=== WORKING DATA ===

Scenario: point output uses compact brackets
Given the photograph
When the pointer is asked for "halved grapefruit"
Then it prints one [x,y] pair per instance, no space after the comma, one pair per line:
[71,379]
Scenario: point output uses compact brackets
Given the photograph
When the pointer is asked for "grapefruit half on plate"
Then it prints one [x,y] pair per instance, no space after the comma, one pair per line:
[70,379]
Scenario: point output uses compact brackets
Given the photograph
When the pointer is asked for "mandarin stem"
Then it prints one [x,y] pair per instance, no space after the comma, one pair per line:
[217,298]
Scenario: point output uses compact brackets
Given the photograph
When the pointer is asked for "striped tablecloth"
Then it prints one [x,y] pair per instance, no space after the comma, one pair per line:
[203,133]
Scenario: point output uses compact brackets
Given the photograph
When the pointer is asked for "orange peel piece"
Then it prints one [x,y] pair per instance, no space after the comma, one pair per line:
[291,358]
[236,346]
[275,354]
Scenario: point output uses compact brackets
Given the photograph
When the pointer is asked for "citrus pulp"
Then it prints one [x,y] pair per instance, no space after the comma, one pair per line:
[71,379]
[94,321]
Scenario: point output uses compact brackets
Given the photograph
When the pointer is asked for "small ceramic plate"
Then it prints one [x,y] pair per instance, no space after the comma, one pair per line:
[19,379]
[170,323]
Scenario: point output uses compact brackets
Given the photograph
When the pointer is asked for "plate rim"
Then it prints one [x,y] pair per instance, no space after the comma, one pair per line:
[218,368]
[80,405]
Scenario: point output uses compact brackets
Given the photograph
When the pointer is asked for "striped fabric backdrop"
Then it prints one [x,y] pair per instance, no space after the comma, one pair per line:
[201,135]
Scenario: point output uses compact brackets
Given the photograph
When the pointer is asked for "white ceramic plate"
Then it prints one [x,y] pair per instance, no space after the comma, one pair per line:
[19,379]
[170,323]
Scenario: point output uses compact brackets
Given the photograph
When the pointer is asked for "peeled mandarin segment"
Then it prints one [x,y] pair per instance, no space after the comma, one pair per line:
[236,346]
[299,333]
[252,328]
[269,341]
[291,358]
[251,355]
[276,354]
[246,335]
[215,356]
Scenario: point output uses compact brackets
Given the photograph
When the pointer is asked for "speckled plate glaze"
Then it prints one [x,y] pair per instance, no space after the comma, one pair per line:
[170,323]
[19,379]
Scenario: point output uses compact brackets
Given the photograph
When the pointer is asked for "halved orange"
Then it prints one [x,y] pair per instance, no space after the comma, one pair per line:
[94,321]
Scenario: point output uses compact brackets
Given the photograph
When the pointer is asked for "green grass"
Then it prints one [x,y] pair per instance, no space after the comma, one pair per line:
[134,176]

===
=== WORKING DATA ===

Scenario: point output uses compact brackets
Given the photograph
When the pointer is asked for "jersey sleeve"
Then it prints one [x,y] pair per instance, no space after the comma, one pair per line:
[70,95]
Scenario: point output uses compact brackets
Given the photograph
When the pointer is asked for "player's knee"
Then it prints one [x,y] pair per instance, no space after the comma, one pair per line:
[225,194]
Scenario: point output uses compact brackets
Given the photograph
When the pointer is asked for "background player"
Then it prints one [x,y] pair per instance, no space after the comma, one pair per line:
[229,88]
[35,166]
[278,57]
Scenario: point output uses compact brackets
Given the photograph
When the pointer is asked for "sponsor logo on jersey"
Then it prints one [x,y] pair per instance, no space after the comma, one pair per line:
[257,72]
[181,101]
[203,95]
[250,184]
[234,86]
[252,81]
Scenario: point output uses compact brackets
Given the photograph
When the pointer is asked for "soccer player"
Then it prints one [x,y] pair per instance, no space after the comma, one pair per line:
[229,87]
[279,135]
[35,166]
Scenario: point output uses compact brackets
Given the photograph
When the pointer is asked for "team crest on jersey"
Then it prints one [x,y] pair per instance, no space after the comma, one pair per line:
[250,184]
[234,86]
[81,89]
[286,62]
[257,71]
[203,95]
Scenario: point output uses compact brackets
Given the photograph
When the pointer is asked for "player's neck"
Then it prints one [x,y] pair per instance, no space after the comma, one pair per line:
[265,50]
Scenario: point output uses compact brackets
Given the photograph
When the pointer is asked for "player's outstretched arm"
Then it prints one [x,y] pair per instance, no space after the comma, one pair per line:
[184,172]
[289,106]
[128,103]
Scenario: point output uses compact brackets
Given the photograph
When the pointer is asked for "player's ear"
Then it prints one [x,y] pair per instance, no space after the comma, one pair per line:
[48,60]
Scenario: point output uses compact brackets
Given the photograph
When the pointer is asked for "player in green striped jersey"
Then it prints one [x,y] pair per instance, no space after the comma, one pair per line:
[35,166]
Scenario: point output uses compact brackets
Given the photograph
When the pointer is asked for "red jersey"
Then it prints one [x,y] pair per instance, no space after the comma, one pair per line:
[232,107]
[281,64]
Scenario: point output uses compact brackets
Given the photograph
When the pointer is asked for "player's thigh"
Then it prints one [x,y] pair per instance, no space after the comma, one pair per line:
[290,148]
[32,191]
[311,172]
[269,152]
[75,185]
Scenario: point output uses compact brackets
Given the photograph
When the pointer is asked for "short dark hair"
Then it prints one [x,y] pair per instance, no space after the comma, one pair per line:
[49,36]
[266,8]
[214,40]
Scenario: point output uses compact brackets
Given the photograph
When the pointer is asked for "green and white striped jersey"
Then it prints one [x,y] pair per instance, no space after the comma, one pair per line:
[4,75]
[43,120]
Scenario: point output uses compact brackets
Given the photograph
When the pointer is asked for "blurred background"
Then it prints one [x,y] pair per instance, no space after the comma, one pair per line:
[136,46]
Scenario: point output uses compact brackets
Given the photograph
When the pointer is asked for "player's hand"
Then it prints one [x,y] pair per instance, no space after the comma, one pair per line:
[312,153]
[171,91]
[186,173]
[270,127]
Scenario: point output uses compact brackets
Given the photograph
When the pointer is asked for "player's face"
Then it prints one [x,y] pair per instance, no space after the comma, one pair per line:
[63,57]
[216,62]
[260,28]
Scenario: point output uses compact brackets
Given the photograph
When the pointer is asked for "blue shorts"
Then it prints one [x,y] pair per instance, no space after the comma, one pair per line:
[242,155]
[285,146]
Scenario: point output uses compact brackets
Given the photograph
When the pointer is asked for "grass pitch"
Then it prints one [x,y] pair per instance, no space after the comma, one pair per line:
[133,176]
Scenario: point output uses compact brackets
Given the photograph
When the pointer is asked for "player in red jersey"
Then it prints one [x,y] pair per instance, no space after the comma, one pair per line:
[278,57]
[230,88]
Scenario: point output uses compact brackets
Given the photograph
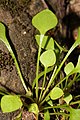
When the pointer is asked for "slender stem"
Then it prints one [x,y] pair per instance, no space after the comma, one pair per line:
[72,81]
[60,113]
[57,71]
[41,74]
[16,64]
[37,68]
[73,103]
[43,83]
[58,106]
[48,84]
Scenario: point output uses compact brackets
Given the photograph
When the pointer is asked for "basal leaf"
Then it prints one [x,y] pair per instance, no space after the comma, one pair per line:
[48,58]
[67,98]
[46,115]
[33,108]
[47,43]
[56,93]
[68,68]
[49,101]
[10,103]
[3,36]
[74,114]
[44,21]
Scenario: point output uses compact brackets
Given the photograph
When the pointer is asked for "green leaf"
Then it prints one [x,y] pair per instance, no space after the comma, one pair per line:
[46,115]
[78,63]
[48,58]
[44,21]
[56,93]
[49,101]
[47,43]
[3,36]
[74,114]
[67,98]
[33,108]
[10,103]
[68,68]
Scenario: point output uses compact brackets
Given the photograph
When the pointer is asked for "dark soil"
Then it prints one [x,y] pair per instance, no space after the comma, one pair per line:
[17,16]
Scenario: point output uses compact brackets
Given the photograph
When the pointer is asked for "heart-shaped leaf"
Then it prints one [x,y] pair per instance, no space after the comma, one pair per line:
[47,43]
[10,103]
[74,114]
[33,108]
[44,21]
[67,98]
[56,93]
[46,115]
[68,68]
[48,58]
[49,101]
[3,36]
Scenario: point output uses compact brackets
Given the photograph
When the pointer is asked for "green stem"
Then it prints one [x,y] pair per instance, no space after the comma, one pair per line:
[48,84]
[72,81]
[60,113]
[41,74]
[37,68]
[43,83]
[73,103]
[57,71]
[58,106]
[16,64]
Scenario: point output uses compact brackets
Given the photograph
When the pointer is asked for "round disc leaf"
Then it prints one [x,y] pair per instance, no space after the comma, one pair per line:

===
=== WORKING DATA ===

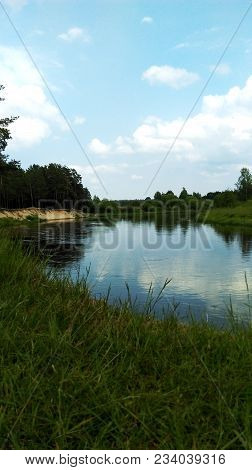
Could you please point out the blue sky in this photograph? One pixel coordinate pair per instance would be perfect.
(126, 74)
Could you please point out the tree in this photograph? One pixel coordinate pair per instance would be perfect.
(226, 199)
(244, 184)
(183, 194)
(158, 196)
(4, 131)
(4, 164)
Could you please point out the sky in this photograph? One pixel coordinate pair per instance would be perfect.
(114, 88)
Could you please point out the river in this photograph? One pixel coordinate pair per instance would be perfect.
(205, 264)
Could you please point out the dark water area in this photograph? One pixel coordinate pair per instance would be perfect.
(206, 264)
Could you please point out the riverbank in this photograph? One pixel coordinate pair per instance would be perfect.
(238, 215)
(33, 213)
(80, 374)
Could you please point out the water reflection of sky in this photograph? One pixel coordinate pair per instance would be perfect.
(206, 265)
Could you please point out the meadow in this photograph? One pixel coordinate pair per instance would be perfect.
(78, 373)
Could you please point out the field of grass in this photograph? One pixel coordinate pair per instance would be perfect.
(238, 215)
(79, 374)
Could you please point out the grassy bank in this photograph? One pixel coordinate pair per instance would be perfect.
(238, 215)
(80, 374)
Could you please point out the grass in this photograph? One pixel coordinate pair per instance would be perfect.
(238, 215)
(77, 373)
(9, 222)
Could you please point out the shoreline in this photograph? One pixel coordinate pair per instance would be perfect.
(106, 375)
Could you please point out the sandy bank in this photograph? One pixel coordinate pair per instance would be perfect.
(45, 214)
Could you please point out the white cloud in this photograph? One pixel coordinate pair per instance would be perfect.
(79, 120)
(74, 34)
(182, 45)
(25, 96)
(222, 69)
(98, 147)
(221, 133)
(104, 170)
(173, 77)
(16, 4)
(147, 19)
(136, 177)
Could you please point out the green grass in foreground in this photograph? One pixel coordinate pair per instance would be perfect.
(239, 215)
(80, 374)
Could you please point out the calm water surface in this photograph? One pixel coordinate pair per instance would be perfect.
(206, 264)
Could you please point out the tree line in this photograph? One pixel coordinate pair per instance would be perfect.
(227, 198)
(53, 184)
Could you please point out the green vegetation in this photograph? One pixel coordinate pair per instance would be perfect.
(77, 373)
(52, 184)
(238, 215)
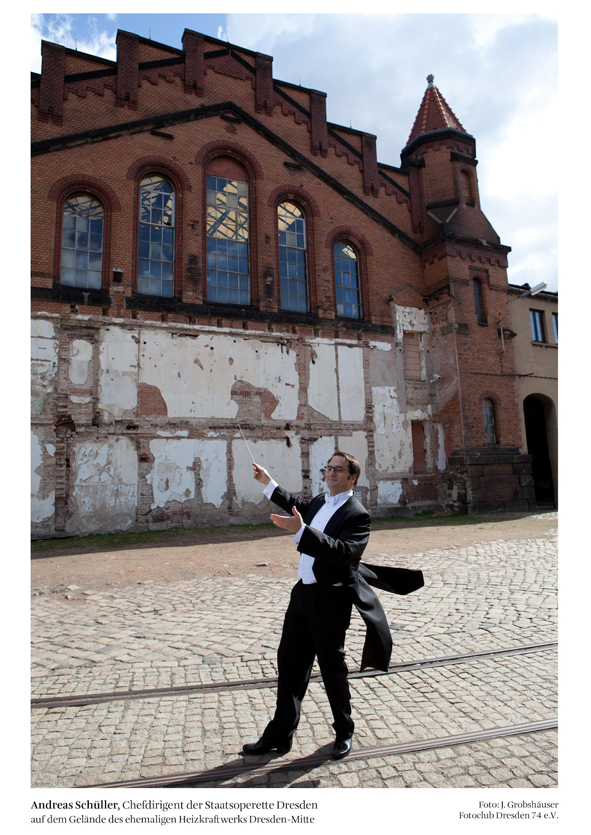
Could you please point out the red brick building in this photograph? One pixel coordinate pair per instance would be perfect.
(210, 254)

===

▸ TASK TO CARRY OUT
Nothing but a number is wanted here: please count the lines in the entries above that include the word "stem".

▸ SOLUTION BELOW
3